▸ SOURCE TEXT
I got an email yesterday telling me times have never been better to refinance my home. They swore that they could get me a number that was more than double my current rate.
I chuckle evily whenever I get a call from my mortgage company asking me if I'm happy with my mortgage. At 2.25% darn right I'm happy being below the current risk free rate of return.
I mean they are literally just taking your money and telling everyone it’s a good thing. Fucking wild man. My buddy has a second property that went up from $1700 a month to $2700. Insane. That some private entity can one day decide people have too much money and just literally take it.
I'm not sure I quite understand what that means how would they even know if I've broken even or not?
I own my house but the only way I would know if I'd "broken even" was to constantly get it evaluated. Also is their analysis assuming that I'm going to do improvements or not?
Because you can buy a house, own it for 6 months and sell it again for a profit, and you can do that if you do renovations. Equally you can buy a house own it for 5 years and sell it and make a loss because you've not done any maintenance or renovations in that time.

▸ SUPPLIED INFORMATION
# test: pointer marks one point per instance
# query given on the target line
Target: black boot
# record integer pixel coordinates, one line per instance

▸ REQUIRED ACTIONS
1. Answer these questions about the mortgage discussion, one answer per line:
(a) What interest rate does one commenter have on their mortgage?
(b) How much did the monthly payment on the buddy's second property rise from and to?
(c) After how many months of ownership could a house be sold for a profit, according to the last part?
2. Continue the mortgage discussion, starting after its final sentence.
The listing comes from a source separate from the mortgage discussion.

▸ ANSWERS TO THE PROBLEMS
1.
(a) 2.25%
(b) From $1700 a month to $2700
(c) 6 months

2.
I know for a fact the person I bought the house of hardly made any money on the sale because the roof has a giant hole in it. Obviously that brings the price down.
Based on the actual Zillow report, it's just based on home values across the board in different regions. So, these are averages. Of course, if you make more improvements and stuff, your result would vary.
My house is an investment in the sense that I'm putting money into a giant hole as opposed to an infinite hole like renting. But no, I don't view it like I would a stock.
Back in the 50s to 70 we teeated hoises more like food. No one bought up all tge bread at a grocery store in hopes of selling letter at a high profit. During this time houses inflated mostly along side wages.
The the dark times came. The risr of the secondary real estate market ment people couldcquickly trade mortgages* like stock. This decoupled house prices from wages and turn te whole 2nd market into a new stock market
*technically they are not mortgages but mortgage back securities
I'm not saying he's right, but Zillow started buying a ton of properties during the pandemic for significantly more than they were really worth in the hopes of flipping them for even more money.
It isn’t the amount of time it takes to pay off the house. It is the time it takes not to loose money on selling a house. The number was about 5 years when I purchased my home. You take the selling price of your home subtract the mortgage, taxes, and realtor fees. It now takes 13 years before you can sell your house and break even. This just makes investing in homes worse. It also makes buying a home more risky and inflexible.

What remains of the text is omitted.